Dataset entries
--------------------------------
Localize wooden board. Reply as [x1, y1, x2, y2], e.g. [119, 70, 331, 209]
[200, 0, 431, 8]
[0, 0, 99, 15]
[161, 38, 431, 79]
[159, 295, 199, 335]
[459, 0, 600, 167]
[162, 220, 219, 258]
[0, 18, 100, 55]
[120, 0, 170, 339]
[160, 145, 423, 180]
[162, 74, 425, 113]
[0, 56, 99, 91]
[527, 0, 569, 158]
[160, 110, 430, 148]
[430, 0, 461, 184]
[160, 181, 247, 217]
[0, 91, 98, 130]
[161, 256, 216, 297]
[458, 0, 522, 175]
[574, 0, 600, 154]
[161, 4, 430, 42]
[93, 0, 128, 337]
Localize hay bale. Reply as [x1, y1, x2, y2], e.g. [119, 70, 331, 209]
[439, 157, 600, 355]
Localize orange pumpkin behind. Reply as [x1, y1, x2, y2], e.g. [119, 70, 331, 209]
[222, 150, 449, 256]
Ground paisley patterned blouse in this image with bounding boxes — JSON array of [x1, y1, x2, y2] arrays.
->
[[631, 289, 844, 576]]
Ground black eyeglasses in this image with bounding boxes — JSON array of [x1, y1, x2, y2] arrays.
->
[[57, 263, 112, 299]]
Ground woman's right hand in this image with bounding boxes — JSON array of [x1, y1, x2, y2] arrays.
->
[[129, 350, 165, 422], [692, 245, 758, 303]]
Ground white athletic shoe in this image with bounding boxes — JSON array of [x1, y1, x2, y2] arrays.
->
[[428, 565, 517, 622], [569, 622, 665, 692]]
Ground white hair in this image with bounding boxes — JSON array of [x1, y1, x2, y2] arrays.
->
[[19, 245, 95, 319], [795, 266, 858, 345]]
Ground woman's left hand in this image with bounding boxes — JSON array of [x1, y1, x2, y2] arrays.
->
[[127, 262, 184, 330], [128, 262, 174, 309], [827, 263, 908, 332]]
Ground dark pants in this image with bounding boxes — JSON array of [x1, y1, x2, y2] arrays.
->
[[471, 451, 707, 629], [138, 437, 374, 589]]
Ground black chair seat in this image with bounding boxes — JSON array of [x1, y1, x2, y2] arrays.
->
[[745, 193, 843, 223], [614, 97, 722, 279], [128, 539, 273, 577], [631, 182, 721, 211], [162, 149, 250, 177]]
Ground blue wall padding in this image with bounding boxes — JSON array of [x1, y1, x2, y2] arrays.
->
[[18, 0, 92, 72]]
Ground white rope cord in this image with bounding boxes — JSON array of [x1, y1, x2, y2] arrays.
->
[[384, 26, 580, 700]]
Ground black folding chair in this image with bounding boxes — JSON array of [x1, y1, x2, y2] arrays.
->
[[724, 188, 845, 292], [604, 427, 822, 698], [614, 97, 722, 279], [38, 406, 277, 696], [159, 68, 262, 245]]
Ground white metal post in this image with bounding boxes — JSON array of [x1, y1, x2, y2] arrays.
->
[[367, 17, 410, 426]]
--------------------------------
DESCRIPTION OF THE TASK: In full and without alteration, reproduce the records above.

RESULT BELOW:
Localize wooden board. Reply as [x1, y1, x2, y2], e.g. [119, 70, 331, 209]
[200, 0, 431, 8]
[0, 0, 99, 15]
[161, 38, 431, 79]
[159, 295, 199, 335]
[459, 0, 600, 167]
[162, 220, 219, 258]
[0, 18, 100, 55]
[120, 0, 170, 339]
[160, 145, 423, 180]
[162, 74, 425, 113]
[0, 56, 99, 91]
[527, 0, 569, 158]
[160, 110, 430, 148]
[430, 0, 461, 184]
[160, 181, 247, 217]
[0, 91, 98, 130]
[161, 256, 216, 297]
[458, 0, 522, 175]
[574, 0, 600, 154]
[161, 4, 430, 42]
[93, 0, 128, 337]
Localize hay bale. Reply as [x1, y1, x2, y2], e.g. [119, 70, 331, 209]
[439, 157, 600, 355]
Localize orange pumpkin behind. Reply as [x1, y1, x2, y2], e.g. [119, 70, 331, 209]
[222, 150, 449, 256]
Ground paisley patterned blouse in this image with bounding boxes — JSON array of [x1, y1, x2, y2] arrays.
->
[[631, 289, 844, 576]]
Ground black eyeglasses in this image with bounding boxes — JSON array of [x1, y1, x2, y2] arrays.
->
[[57, 263, 112, 299]]
Ground woman's right hand in this image with bounding boxes — JSON array of [x1, y1, x2, y2] arrays.
->
[[129, 350, 165, 422], [692, 245, 758, 303]]
Ground white athletic shoe in this image with bounding boxes — JSON array of [x1, y1, x2, y2] arrays.
->
[[428, 565, 517, 622], [569, 622, 665, 692]]
Ground white hair in this image with bounding boxes — JSON array of [x1, y1, x2, y2] arrays.
->
[[19, 245, 95, 319], [795, 266, 858, 345]]
Ground woman's left hand in this image with bounding boxes — JSON array of [x1, y1, x2, y2] arrays.
->
[[127, 262, 184, 330], [128, 262, 174, 309], [827, 263, 908, 332]]
Ground dark pants in this image with bounding boxes — JSON array of [x1, y1, x2, y2] arrays.
->
[[471, 451, 707, 629], [138, 437, 374, 589]]
Ground black chair seat in this image with bounding boxes — JSON array of [x1, y1, x2, y2] arrays.
->
[[745, 193, 843, 223], [614, 97, 722, 279], [128, 539, 273, 577], [631, 182, 721, 211], [162, 149, 250, 177]]
Ground blue wall padding in this image with bounding boxes — JSON array of [x1, y1, x2, y2] arrays.
->
[[18, 0, 92, 72]]
Ground white rope cord in this image with bounding boxes — JSON array of [x1, y1, x2, y2] arrays.
->
[[384, 26, 580, 700]]
Ground black folding chair in this image with bounding boxes — JSON array of [x1, y1, x2, y2] arrays.
->
[[724, 188, 845, 292], [604, 427, 822, 698], [614, 97, 722, 279], [38, 406, 277, 696], [159, 68, 262, 245]]
Ground white metal post in this image with bounding boxes — JSON array of [x1, y1, x2, y2] arrays.
->
[[367, 17, 410, 426]]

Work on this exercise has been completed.